— Begin Records shown —
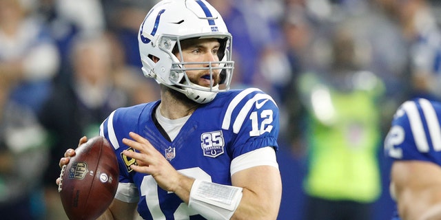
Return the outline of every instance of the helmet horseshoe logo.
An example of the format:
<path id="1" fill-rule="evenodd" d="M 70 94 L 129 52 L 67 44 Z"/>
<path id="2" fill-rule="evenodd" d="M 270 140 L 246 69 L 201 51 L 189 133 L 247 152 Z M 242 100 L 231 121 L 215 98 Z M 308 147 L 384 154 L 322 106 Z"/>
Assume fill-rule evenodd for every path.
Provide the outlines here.
<path id="1" fill-rule="evenodd" d="M 158 15 L 156 15 L 156 20 L 154 21 L 154 26 L 153 26 L 153 30 L 152 30 L 152 33 L 150 33 L 150 35 L 154 36 L 154 34 L 156 34 L 156 30 L 158 30 L 158 26 L 159 25 L 159 19 L 161 19 L 161 16 L 163 14 L 163 13 L 164 13 L 165 11 L 165 10 L 163 9 L 161 11 L 159 11 L 159 12 L 158 12 Z M 149 14 L 147 14 L 145 16 L 145 19 L 144 19 L 144 21 L 143 21 L 143 24 L 141 25 L 141 30 L 139 31 L 139 34 L 141 35 L 141 40 L 144 43 L 149 43 L 151 41 L 150 39 L 143 36 L 143 30 L 144 30 L 144 23 L 145 23 L 145 20 L 147 20 L 147 18 L 148 17 L 149 17 Z"/>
— End Records shown —
Lay out the lines from the start of the entries through the line containing "Provide the outlines here." as a Markdown table with the columns n and Line, giving each row a number and skipping blank lines. Leave the pictures out of the table.

| n | Line |
|---|---|
| 1 | Return the outline of every instance of the helmet horseshoe logo. |
| 2 | An example of the format: |
| 3 | <path id="1" fill-rule="evenodd" d="M 70 94 L 129 52 L 67 44 Z"/> |
| 4 | <path id="2" fill-rule="evenodd" d="M 270 140 L 246 69 L 201 51 L 189 133 L 247 152 Z M 242 100 L 231 121 L 215 98 Z M 308 147 L 384 154 L 322 106 Z"/> |
| 5 | Assume fill-rule evenodd for every path. |
| 6 | Provide the outlines here. |